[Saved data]
::::
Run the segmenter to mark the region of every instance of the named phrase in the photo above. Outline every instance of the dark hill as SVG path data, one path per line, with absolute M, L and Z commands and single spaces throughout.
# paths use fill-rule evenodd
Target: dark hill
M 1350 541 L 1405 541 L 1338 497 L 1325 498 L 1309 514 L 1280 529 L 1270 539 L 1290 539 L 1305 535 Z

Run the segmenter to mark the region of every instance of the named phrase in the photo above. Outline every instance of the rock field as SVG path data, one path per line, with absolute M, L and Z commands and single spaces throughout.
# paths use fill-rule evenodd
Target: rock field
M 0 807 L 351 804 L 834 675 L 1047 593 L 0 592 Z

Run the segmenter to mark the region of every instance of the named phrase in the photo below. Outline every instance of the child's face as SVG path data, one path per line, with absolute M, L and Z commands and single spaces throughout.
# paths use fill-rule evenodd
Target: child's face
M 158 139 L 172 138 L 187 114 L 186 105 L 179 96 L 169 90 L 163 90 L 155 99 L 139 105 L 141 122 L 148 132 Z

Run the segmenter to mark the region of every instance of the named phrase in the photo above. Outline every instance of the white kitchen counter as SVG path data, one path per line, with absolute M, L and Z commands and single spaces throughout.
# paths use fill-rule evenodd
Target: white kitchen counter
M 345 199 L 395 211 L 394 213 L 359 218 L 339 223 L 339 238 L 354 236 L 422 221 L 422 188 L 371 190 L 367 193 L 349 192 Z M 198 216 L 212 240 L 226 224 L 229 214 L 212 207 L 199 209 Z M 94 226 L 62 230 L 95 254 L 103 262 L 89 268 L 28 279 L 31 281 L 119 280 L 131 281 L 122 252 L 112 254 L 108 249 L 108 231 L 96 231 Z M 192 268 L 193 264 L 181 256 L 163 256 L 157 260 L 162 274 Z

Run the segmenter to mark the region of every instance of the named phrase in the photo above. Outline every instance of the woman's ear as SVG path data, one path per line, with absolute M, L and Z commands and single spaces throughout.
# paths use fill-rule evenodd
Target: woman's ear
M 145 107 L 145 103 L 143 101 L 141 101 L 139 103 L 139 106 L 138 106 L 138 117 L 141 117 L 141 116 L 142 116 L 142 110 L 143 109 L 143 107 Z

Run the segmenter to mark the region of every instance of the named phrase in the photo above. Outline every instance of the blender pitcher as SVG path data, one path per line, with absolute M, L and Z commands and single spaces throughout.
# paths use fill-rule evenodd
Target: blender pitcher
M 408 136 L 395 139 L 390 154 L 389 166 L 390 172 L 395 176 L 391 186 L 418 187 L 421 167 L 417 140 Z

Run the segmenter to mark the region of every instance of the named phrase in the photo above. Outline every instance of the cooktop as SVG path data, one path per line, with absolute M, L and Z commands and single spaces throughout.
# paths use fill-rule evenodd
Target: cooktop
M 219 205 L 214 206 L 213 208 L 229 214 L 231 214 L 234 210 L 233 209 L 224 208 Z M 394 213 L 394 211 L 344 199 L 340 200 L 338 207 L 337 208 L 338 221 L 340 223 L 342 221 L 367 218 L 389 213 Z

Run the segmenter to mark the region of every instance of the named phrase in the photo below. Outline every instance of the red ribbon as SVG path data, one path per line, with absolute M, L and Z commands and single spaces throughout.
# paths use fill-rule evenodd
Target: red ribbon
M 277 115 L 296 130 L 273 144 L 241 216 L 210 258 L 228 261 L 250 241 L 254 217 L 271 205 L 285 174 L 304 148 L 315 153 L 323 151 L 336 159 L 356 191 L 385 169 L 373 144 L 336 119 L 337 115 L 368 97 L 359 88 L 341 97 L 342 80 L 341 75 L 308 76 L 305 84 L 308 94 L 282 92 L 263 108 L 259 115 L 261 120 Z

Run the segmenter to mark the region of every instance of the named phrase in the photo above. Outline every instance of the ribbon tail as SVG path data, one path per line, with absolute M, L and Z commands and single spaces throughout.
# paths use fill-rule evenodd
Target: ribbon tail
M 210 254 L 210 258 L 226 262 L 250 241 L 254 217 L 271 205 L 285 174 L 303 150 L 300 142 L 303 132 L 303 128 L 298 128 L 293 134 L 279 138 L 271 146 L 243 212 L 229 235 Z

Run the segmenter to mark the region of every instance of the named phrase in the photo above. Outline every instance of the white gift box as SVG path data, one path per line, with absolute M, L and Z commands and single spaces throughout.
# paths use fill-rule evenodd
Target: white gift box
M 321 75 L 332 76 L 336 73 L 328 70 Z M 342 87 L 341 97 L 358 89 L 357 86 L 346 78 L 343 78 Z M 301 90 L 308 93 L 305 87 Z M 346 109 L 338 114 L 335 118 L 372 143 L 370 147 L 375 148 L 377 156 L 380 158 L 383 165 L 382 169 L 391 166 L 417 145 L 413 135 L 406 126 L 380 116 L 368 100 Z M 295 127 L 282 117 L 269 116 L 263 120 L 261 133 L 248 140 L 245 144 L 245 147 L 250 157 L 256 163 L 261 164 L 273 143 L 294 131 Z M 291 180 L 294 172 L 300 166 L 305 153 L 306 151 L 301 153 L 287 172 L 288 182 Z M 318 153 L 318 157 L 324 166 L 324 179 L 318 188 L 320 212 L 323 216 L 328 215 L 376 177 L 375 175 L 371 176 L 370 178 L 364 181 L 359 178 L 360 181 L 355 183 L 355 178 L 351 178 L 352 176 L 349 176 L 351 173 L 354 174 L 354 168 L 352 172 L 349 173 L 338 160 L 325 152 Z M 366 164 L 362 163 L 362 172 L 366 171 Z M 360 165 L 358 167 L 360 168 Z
::::
(TASK DIRECTIONS) Rewrite the entries above, replacing "segmenter" with "mask tool" wherever it occurs and leaving everything else untouched.

(CORRECT OUTPUT)
Run the mask tool to mark the region of every instance of the named phrase in the photo above. Outline every instance of the dark hill as SVG path data, one path per line, with absolute M, L and Z commands and single spaces throughout.
# paths use fill-rule evenodd
Target: dark hill
M 1350 541 L 1405 541 L 1338 497 L 1325 498 L 1309 514 L 1280 529 L 1270 539 L 1290 539 L 1305 535 Z

Run the mask tool to mark the region of every instance of the named phrase in the photo above. Outline every instance of the rock field as SVG path data, one path per line, with absolute M, L and Z commands and single spaces throughout.
# paths use fill-rule evenodd
Target: rock field
M 0 807 L 351 804 L 834 675 L 1047 593 L 0 592 Z

Run the mask tool to mark the region of every instance of the named phrase in the photo below. Outline every instance of the child's face as SVG path data, one path per line, with absolute M, L and Z commands and single spaces throughout.
# paths use fill-rule evenodd
Target: child's face
M 158 139 L 172 138 L 187 114 L 186 105 L 179 96 L 169 90 L 163 90 L 155 99 L 139 105 L 141 122 L 148 132 Z

Run the mask tool to mark the region of every instance of the named phrase in the photo above. Outline every instance of the white kitchen counter as SVG path data, one path per line, with absolute M, L and Z commands and single spaces throughout.
# paths use fill-rule evenodd
Target: white kitchen counter
M 345 199 L 395 211 L 394 213 L 359 218 L 339 223 L 339 238 L 354 236 L 422 221 L 422 188 L 371 190 L 367 193 L 349 192 Z M 198 216 L 212 240 L 226 224 L 229 214 L 212 207 L 199 209 Z M 94 226 L 62 230 L 95 254 L 103 262 L 89 268 L 28 279 L 31 281 L 119 280 L 131 281 L 122 252 L 112 254 L 108 249 L 108 231 L 96 231 Z M 192 268 L 193 264 L 181 256 L 163 256 L 157 260 L 162 274 Z

Run the mask tool to mark the region of every instance of the named phrase in the photo above. Outline every instance of the woman's ear as SVG path data, one path per line, with absolute M, L and Z commands and single spaces throughout.
# paths use fill-rule evenodd
Target: woman's ear
M 145 107 L 145 103 L 143 101 L 141 101 L 139 103 L 139 106 L 138 106 L 138 117 L 141 117 L 141 116 L 142 116 L 142 110 L 143 109 L 143 107 Z

Run the mask tool to mark the region of every instance of the named phrase in the photo above. Outline every instance of the blender pitcher as SVG path data, one path per line, with absolute M, L and Z commands and single spaces throughout.
# paths use fill-rule evenodd
Target: blender pitcher
M 408 136 L 395 139 L 390 154 L 389 166 L 390 172 L 395 176 L 391 186 L 418 187 L 421 167 L 417 140 Z

Run the mask tool to mark the region of every instance of the named phrase in the photo above. Outline every instance of the cooktop as SVG path data, one path per line, with absolute M, L and Z commands and single spaces throughout.
# paths use fill-rule evenodd
Target: cooktop
M 219 205 L 214 206 L 213 208 L 229 214 L 231 214 L 234 210 L 233 209 L 224 208 Z M 394 213 L 394 211 L 344 199 L 340 200 L 338 207 L 337 208 L 338 221 L 340 223 L 342 221 L 367 218 L 389 213 Z

Run the mask tool to mark the region of every instance of the named phrase in the photo below. Outline every instance of the red ribbon as SVG path data, one path per line, with absolute M, L and Z commands and single spaces throughout.
# paths use fill-rule evenodd
Target: red ribbon
M 277 115 L 296 130 L 273 144 L 241 216 L 210 258 L 228 261 L 250 241 L 254 217 L 271 205 L 285 174 L 304 148 L 315 153 L 323 151 L 336 159 L 356 191 L 385 169 L 373 144 L 336 119 L 337 115 L 368 97 L 359 88 L 341 97 L 342 80 L 341 75 L 308 76 L 305 84 L 308 94 L 282 92 L 263 108 L 259 115 L 261 120 Z

Run the mask tool to mark the region of every instance of the named phrase in the photo above. Outline every instance of the ribbon tail as SVG path data, one path per line, with absolute M, L and Z commands and single spaces throughout.
# paths use fill-rule evenodd
Target: ribbon tail
M 210 254 L 210 258 L 226 262 L 250 241 L 254 217 L 271 205 L 285 174 L 303 150 L 300 142 L 303 132 L 303 128 L 298 128 L 293 134 L 279 138 L 271 146 L 243 212 L 229 235 Z

Run the mask tool to mark the region of every instance of the named phrase in the photo above. Outline every instance of the white gift box as SVG path data, one path per line, with absolute M, L and Z commands and single spaces throughout.
# paths use fill-rule evenodd
Target: white gift box
M 321 75 L 332 76 L 336 73 L 328 70 Z M 342 87 L 341 97 L 358 89 L 357 86 L 346 78 L 343 78 Z M 301 90 L 308 93 L 305 87 Z M 346 109 L 338 114 L 335 118 L 372 143 L 370 147 L 375 148 L 377 156 L 380 158 L 383 165 L 382 169 L 391 166 L 417 145 L 413 135 L 406 126 L 380 116 L 368 100 Z M 295 127 L 282 117 L 269 116 L 263 120 L 261 133 L 248 140 L 245 144 L 245 147 L 250 157 L 256 163 L 261 164 L 273 143 L 294 131 Z M 291 180 L 294 172 L 300 166 L 305 153 L 306 151 L 301 153 L 287 172 L 288 182 Z M 318 153 L 318 157 L 324 166 L 324 179 L 318 188 L 320 212 L 323 216 L 328 215 L 376 177 L 375 175 L 371 176 L 370 178 L 364 181 L 359 178 L 360 181 L 355 183 L 355 178 L 351 178 L 352 176 L 349 176 L 351 173 L 354 174 L 354 168 L 352 172 L 349 173 L 338 160 L 325 152 Z M 366 164 L 362 163 L 362 172 L 366 171 Z M 360 165 L 358 167 L 360 168 Z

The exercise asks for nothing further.